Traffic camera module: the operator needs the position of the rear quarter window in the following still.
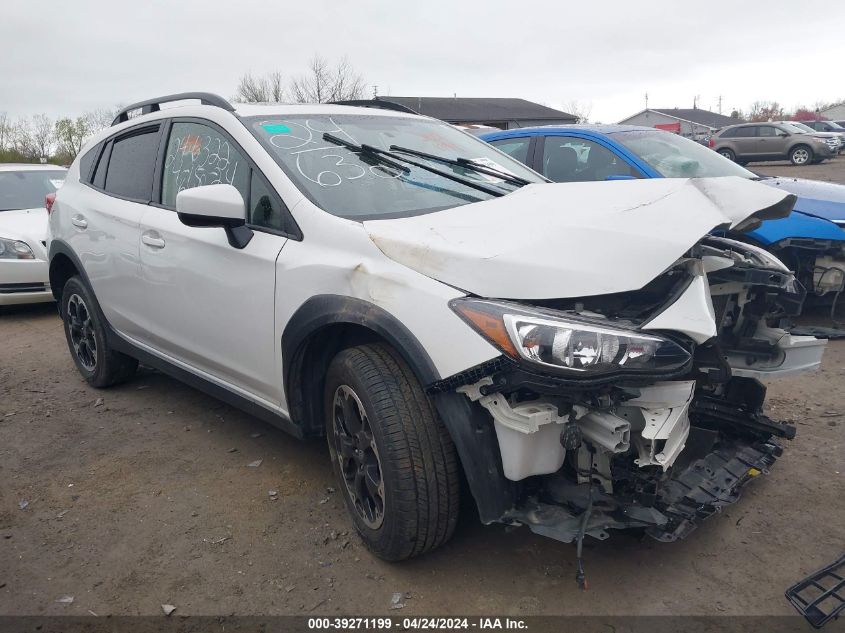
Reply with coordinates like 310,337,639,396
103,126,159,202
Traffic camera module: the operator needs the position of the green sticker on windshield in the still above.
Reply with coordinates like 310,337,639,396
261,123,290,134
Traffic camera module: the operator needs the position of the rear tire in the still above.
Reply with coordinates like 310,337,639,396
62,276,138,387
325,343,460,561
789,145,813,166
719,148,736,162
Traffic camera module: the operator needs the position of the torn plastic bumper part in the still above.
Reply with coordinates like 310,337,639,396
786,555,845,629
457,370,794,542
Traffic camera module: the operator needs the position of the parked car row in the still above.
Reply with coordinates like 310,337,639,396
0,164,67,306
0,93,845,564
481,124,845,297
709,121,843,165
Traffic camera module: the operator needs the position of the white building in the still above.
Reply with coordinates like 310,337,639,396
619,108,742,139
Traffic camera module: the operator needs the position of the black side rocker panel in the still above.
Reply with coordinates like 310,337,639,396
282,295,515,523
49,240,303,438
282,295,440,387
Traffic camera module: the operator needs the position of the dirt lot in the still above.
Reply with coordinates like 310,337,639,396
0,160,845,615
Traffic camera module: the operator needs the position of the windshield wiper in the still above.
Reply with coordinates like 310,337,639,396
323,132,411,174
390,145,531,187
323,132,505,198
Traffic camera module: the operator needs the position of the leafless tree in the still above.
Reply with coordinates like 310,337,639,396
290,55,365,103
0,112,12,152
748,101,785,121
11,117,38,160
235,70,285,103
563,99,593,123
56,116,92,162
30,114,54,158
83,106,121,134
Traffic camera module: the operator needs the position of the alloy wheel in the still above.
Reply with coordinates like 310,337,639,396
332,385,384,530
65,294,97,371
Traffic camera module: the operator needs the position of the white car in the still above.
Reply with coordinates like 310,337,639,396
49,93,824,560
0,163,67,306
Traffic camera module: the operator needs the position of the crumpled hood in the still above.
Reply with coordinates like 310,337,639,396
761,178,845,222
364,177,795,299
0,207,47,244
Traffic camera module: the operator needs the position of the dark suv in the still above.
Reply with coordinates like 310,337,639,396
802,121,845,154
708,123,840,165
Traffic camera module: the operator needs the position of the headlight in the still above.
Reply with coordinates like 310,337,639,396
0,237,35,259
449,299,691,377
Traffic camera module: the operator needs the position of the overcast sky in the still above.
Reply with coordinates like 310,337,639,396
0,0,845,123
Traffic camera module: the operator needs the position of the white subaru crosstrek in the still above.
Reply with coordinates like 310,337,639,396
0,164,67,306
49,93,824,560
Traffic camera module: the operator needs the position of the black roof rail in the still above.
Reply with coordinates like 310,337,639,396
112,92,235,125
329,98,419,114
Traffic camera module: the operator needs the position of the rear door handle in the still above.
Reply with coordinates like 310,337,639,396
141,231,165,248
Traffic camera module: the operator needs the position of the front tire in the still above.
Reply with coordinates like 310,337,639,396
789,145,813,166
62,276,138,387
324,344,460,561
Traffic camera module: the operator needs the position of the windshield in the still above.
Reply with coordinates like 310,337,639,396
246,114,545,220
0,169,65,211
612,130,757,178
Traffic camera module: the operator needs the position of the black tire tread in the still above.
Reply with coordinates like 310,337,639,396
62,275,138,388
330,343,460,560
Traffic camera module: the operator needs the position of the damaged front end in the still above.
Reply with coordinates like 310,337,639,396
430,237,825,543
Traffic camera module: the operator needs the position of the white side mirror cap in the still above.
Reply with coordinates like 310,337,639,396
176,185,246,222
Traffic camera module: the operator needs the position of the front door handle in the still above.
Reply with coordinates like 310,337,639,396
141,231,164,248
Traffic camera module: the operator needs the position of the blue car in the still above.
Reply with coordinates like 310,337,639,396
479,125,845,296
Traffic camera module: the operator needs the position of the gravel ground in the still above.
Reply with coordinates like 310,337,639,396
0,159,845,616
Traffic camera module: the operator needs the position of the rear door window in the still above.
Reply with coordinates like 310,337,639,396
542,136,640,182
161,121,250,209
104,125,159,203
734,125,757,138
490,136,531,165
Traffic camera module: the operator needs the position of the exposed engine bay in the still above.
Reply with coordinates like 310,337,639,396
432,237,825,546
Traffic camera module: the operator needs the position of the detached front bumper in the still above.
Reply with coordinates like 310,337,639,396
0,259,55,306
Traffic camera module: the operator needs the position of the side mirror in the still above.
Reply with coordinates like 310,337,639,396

= = = = =

→ EXERCISE REQUIREMENTS:
Please type out all the rows above word for word, leaving out any picture.

→ TASK RESULT:
Traffic camera module: the operator needs the position of the rear quarter window in the following still.
Reply with coordinates like 310,337,639,396
103,126,159,202
Traffic camera module: the operator needs the position of the green sticker on windshield in the still above.
Reply with coordinates like 310,337,639,396
261,123,290,134
Traffic camera module: the operator needs the position of the rear tire in the still above.
Reply with coordinates like 310,337,639,396
62,276,138,387
325,343,460,561
789,145,813,166
719,148,736,162
Traffic camera module: the operator needs the position of the torn plastic bumper part in the still above.
Reply with coordinates like 310,337,639,396
786,555,845,629
457,370,794,542
Traffic camera module: the operator needs the position of the parked car row in the still above.
Reply with coordinates like 310,337,639,396
0,164,67,306
0,93,845,564
481,124,845,297
709,121,843,165
Traffic camera module: the operator needs the position of the white building in the still above.
Reply with coordinates like 310,337,639,396
619,108,742,139
Traffic camera module: the operator needs the position of the black side rocker panel in the still above.
Reply with coordinates like 310,337,639,396
282,295,515,523
49,240,303,438
282,295,440,387
Traffic camera module: the operator needs the position of the dirt lot in the still above.
Reply with coordinates like 310,337,639,396
0,160,845,615
Traffic camera module: the operator needs the position of the windshield wiper in the still above.
Reply with coordinates like 310,337,639,396
323,132,411,174
390,145,531,187
323,132,505,198
Traffic camera module: the operator needs the position of the leafless tree in the still above.
Reply with coordinates like 310,337,639,396
290,55,365,103
0,112,12,152
748,101,785,121
11,117,38,160
235,70,285,103
563,99,593,123
56,116,92,162
30,114,54,158
83,106,121,134
Traffic camera module: the operator needs the position of the alloy wheel in the still above.
Reply with coordinates like 310,337,639,396
332,385,384,530
65,294,97,371
Traffic camera module: the operator needs the position of the white car in the still above.
Reply with coordinates like 310,337,639,396
49,93,824,560
0,163,67,306
Traffic camera module: the operator needs the position of the crumpled hood in the still above.
Reply with coordinates like 310,337,639,396
761,178,845,222
364,177,795,299
0,207,47,244
Traffic camera module: the operator needs the position of the dark suv in the still above.
Reply with coordinates like 310,337,639,396
802,121,845,154
708,123,840,165
Traffic camera module: the operator needs the position of the headlight in the still above.
Reply with coordinates like 310,337,639,396
0,237,35,259
449,299,691,377
Traffic camera module: the operator needs the position of the overcast sky in the still above.
Reply with coordinates like 310,337,639,396
0,0,845,123
Traffic camera module: the operator needs the position of the white subaru crosstrek in the still above.
Reply with coordinates like 310,337,639,396
0,164,67,306
49,93,824,560
Traffic camera module: the operator needs the position of the black roof rail in the still above.
Reply with coordinates like 310,337,639,396
112,92,235,125
329,98,419,114
Traffic camera module: the operator needs the position of the rear door handle in the still above.
Reply with coordinates like 310,337,639,396
141,231,165,248
Traffic camera module: the operator needs the position of the front tire in the still above.
Reply with coordinates like 310,337,639,396
789,145,813,166
62,276,138,387
324,344,460,561
Traffic camera module: the operator needs the position of the windshield in the still above.
Reply with coordinates like 310,337,639,396
246,114,545,220
0,169,65,211
612,130,757,178
Traffic camera module: the operator needs the position of the black tire tread in the still above.
Reply with coordinates like 310,337,639,396
62,275,138,388
330,343,460,560
Traffic camera module: the operator needs the position of the damaged front end in the still above.
Reply with coordinates like 310,337,639,396
430,237,825,543
Traffic camera module: the operator needs the position of the white side mirror cap in the still above.
Reply with coordinates like 310,337,639,396
176,185,246,222
Traffic camera module: the operator needs the position of the front door handle in the still above.
Reply with coordinates like 310,337,639,396
141,231,164,248
Traffic camera module: the operator needs the position of the blue car in the still above.
Reply with coordinates like 310,337,639,396
479,125,845,296
Traffic camera module: the operator needs the position of the gravel ground in the still above.
Reply with coordinates like 310,337,639,396
0,159,845,616
Traffic camera module: the operator needs the position of the rear door window in the still above.
Reply with coordinates like 310,337,639,396
542,136,640,182
161,121,250,209
104,125,159,203
734,125,757,138
490,136,531,165
Traffic camera module: the operator needs the position of the exposed engine bay in the still above.
Reply with coordinates like 310,337,639,396
432,237,825,546
Traffic camera module: the operator needs the position of the detached front bumper in the still above.
Reply with coordinates like 310,337,639,396
0,259,55,306
Traffic camera module: the operator needs the position of the side mirror in the still above.
Reply with coordinates like 310,337,639,396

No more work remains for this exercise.